▸ Task requirements:
Switch "photovoltaic cell" to "solar cell" in the fiberglass matrix excerpt, starting with "In operation, when" and going on through "for the photovoltaic cell 12.", and write out that part with the change.

In an alternative embodiment the fiberglass matrix 20 is used to create an interface between the top layer or coating 22 and the adhesives to provide an improved mechanical bond between the adhesive 18 and the top layer 22. Specifically, a much stronger and more stable bond than a standard adhesive/fluoropolymer bond is provided. Ideally in this embodiment the top layer 22 or fluoropolymer film should extend between ½ and ¾ of the way through the thickness of the fiberglass and have 1-2 mils of thickness above the fiberglass matrix 20. Thus, the adhesive should fill the remaining portion of the fiberglass and extend just enough to create a solid surface of adhesive to bond to the face of the photovoltaic cell 12.

In operation, when the photovoltaic cell 12 is created, once the photovoltaic stack and electrodes are on a substrate, an adhesive layer 18 that presents adhesive within a fiberglass matrix 20 is adhered to thereto. At this time a top layer or coating 22 is then adhered to the adhesive layer 18 with the fiberglass matrix 20. In use the fiberglass continues to allow the solar energy or light to pass therethrough. In addition, during a fire the fiberglass holds the adhesive in place even when the adhesive burns preventing flaming bits of adhesive from dropping and creating additional fire safety issues. In this manner the fiberglass matrix 20 acts as a flame retardant for the photovoltaic cell 12.

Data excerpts

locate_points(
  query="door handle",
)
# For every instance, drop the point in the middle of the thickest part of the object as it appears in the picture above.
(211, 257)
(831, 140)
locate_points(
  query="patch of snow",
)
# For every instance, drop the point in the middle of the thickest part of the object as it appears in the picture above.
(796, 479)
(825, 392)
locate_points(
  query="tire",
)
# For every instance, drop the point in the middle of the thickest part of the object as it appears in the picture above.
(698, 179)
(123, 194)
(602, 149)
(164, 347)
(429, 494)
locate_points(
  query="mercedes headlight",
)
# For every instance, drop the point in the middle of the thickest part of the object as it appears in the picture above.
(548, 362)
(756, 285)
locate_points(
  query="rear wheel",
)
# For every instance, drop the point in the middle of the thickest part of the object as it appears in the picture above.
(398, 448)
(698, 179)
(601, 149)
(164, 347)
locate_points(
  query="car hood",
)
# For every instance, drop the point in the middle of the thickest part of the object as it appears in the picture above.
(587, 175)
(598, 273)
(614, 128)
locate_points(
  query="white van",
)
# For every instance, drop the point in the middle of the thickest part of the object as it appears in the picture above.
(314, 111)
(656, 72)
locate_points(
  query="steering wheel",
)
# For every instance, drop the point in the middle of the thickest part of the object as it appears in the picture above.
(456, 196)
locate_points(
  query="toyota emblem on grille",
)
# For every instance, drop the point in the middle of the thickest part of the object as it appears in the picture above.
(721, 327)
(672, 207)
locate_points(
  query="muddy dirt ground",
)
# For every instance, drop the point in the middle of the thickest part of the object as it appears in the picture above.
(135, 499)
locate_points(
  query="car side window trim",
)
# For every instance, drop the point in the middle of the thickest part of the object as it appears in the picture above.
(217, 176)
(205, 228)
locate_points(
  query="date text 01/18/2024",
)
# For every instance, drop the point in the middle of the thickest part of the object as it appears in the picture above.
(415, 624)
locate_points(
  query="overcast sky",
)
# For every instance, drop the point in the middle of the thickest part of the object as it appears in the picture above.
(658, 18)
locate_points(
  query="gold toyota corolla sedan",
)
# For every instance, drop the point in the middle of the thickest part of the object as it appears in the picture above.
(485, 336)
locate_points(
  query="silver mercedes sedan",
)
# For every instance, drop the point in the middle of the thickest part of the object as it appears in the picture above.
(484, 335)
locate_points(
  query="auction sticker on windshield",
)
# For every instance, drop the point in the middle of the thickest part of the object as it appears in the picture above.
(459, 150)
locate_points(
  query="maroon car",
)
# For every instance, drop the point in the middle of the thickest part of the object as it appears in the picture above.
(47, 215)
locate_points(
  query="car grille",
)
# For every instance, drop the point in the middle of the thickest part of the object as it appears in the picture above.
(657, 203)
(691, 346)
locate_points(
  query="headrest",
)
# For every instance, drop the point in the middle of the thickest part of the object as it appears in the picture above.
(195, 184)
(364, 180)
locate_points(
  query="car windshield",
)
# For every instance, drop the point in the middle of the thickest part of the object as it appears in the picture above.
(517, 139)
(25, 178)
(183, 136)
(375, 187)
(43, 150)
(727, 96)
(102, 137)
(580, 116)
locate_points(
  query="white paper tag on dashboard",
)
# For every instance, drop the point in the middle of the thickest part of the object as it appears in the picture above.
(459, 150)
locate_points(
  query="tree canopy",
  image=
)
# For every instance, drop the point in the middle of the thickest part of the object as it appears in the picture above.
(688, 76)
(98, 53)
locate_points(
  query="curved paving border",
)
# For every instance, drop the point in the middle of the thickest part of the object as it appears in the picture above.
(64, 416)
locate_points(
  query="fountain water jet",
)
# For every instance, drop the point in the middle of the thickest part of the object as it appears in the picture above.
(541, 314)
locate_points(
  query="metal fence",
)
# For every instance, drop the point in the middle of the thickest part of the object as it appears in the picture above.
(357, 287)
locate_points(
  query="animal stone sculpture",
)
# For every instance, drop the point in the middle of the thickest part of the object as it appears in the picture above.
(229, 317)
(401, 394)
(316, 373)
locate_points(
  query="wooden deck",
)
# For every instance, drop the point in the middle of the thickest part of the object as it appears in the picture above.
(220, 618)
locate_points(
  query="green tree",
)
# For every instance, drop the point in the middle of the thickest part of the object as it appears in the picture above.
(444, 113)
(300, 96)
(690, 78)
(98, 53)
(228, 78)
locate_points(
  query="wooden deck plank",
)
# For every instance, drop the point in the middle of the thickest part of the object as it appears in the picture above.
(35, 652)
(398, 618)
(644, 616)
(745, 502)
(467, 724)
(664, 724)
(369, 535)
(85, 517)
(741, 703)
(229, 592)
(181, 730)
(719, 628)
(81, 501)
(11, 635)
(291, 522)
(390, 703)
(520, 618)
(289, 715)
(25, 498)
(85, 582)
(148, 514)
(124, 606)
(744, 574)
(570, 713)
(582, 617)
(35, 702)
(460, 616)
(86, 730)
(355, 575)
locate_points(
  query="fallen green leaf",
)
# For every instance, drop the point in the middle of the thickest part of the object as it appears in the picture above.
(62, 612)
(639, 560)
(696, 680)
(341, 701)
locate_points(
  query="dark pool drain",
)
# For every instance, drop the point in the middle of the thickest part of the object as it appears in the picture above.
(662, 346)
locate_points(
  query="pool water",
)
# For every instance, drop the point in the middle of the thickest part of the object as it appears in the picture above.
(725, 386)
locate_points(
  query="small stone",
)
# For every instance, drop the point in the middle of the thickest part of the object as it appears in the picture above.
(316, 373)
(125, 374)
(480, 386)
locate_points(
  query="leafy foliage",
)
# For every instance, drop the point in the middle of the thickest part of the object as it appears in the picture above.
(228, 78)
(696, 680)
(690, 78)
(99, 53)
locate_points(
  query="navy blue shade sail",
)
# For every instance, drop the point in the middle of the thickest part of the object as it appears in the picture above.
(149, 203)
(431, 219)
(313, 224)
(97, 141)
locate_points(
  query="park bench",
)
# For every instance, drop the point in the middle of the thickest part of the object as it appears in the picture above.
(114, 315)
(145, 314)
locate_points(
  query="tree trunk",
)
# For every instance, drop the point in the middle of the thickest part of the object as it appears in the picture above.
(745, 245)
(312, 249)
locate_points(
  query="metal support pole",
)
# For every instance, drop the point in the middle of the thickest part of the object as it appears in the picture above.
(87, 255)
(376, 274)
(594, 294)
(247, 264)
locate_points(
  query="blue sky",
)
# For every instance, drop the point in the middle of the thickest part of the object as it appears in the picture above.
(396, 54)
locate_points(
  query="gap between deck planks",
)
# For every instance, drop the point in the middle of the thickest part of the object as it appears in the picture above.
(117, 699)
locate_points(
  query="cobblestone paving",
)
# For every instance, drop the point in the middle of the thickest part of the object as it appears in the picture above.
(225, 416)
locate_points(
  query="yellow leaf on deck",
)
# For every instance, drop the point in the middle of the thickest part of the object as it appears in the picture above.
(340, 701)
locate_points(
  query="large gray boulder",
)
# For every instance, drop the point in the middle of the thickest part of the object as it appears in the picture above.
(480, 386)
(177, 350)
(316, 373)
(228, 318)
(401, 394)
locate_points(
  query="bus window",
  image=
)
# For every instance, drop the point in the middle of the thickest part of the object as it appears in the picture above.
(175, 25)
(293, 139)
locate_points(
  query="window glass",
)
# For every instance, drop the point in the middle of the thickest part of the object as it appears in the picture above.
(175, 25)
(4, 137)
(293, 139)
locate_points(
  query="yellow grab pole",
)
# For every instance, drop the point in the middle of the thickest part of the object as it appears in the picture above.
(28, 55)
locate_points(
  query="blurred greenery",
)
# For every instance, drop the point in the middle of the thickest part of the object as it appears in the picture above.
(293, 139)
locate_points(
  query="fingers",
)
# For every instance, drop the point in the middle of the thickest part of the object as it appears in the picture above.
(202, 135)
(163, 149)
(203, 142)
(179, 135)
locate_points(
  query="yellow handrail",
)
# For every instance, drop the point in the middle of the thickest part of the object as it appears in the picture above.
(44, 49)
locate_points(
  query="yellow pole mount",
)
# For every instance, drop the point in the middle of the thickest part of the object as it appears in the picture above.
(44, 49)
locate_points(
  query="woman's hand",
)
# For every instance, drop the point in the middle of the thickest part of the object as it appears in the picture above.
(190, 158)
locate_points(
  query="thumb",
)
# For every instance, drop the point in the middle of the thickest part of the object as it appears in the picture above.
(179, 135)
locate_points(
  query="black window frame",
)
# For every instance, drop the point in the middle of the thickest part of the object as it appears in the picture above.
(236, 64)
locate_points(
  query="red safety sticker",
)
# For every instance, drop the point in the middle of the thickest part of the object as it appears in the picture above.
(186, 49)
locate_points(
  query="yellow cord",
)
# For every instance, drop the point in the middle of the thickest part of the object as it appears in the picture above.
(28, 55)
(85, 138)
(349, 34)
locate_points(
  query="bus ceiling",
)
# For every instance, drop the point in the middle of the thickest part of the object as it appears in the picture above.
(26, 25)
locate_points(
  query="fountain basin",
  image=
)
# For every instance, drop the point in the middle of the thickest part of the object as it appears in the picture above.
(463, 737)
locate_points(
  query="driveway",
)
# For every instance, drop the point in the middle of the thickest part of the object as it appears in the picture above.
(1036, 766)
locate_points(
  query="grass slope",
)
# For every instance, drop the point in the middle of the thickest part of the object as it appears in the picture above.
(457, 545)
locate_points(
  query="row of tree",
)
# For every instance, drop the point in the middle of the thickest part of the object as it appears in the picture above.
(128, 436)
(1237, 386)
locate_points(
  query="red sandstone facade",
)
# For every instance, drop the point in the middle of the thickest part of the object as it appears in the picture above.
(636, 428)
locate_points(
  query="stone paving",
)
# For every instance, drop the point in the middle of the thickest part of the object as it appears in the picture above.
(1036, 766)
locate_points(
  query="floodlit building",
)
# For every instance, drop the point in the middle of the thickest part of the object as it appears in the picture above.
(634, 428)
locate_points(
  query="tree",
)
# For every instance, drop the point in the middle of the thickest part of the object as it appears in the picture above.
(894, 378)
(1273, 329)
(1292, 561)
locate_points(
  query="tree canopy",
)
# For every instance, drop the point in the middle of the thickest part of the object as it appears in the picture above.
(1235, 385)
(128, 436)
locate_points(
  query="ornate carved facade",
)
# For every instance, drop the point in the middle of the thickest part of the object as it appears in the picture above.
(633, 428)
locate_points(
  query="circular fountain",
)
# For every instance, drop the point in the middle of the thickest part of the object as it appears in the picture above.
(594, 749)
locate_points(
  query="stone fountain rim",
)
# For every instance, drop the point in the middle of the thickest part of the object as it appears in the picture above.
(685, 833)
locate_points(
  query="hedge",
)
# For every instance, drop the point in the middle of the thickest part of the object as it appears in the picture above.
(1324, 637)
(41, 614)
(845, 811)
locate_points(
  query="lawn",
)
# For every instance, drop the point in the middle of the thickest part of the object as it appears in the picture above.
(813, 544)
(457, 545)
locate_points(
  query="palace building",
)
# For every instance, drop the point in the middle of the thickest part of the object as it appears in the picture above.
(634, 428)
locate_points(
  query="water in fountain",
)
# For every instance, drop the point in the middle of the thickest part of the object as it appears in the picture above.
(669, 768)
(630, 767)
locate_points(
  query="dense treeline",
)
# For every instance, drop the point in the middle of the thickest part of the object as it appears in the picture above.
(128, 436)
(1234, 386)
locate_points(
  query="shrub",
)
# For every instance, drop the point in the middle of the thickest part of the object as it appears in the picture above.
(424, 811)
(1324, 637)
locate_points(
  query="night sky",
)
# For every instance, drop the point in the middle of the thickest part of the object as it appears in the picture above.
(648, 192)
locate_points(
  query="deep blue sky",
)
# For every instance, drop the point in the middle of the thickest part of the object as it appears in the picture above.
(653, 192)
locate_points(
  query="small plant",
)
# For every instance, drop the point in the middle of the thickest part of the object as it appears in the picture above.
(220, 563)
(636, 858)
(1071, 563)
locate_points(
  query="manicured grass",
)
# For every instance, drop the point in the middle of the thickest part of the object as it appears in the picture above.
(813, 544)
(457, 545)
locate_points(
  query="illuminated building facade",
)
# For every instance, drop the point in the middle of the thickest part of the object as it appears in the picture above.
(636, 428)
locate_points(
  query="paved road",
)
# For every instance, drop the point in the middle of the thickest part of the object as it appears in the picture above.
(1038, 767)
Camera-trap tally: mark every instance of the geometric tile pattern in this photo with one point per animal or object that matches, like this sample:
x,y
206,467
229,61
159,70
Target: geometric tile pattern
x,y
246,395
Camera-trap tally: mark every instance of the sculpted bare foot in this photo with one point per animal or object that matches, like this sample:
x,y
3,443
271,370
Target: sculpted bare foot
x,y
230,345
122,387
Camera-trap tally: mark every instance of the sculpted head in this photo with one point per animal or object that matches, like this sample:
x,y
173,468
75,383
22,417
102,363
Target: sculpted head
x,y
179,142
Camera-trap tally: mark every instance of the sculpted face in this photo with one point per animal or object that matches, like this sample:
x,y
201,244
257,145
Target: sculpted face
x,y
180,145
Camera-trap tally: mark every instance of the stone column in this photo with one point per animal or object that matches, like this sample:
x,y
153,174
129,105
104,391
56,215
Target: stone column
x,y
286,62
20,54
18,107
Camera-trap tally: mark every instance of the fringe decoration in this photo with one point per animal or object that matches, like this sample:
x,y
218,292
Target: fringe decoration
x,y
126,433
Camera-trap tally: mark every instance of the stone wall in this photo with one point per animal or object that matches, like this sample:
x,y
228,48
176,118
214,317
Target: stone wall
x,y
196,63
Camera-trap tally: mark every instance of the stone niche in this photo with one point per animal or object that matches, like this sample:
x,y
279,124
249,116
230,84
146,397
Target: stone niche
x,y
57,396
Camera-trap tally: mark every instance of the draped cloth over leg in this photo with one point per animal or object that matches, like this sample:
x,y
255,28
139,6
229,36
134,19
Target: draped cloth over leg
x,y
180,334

▸ Task solution:
In operation, when the solar cell 12 is created, once the photovoltaic stack and electrodes are on a substrate, an adhesive layer 18 that presents adhesive within a fiberglass matrix 20 is adhered to thereto. At this time a top layer or coating 22 is then adhered to the adhesive layer 18 with the fiberglass matrix 20. In use the fiberglass continues to allow the solar energy or light to pass therethrough. In addition, during a fire the fiberglass holds the adhesive in place even when the adhesive burns preventing flaming bits of adhesive from dropping and creating additional fire safety issues. In this manner the fiberglass matrix 20 acts as a flame retardant for the solar cell 12.